DIRECTIONS —
Find each line in the records below that contains the string "casting" and copy those lines.

DATASET —
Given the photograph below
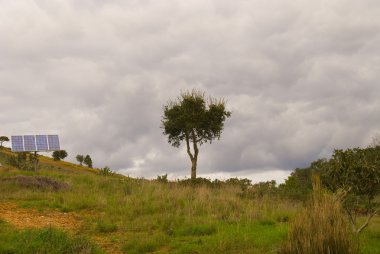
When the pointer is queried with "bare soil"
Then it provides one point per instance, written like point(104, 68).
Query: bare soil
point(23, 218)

---

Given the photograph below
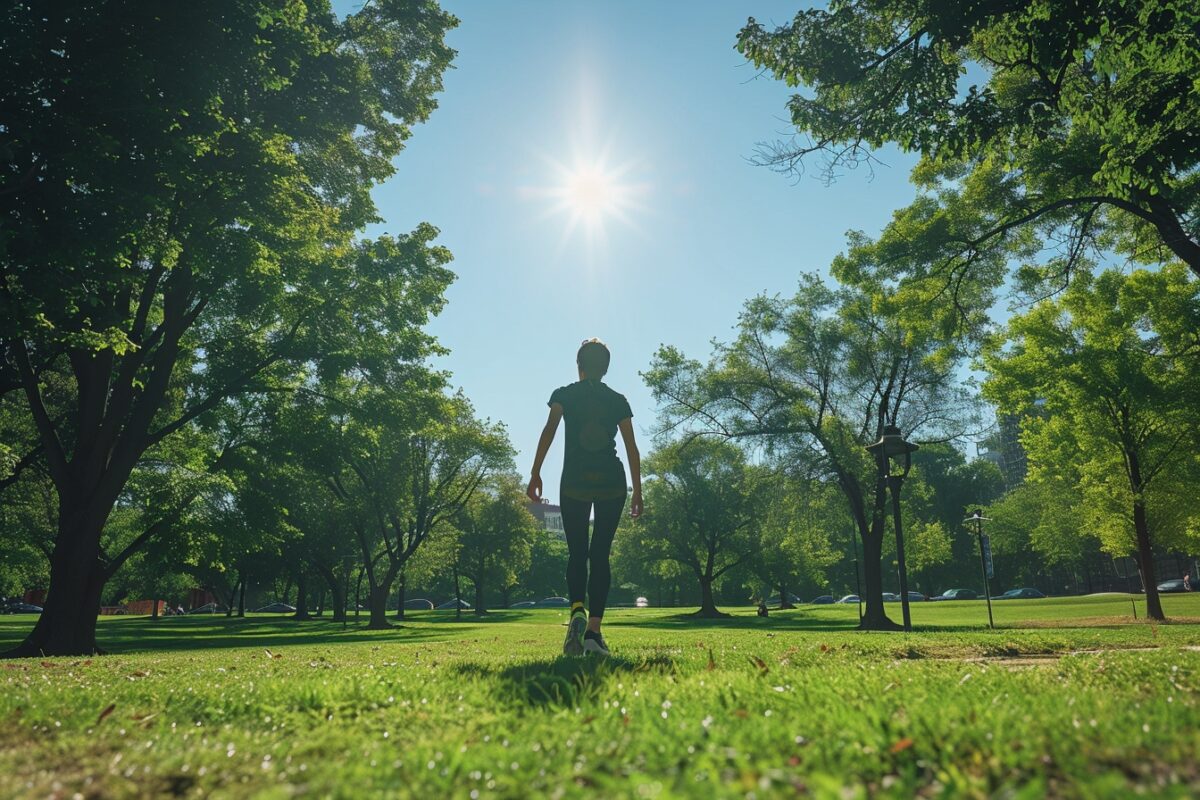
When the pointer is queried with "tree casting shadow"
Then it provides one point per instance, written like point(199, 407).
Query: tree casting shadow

FULL RESPONSE —
When the pointer is queried with "tree casting shadow"
Query: tree casting shadow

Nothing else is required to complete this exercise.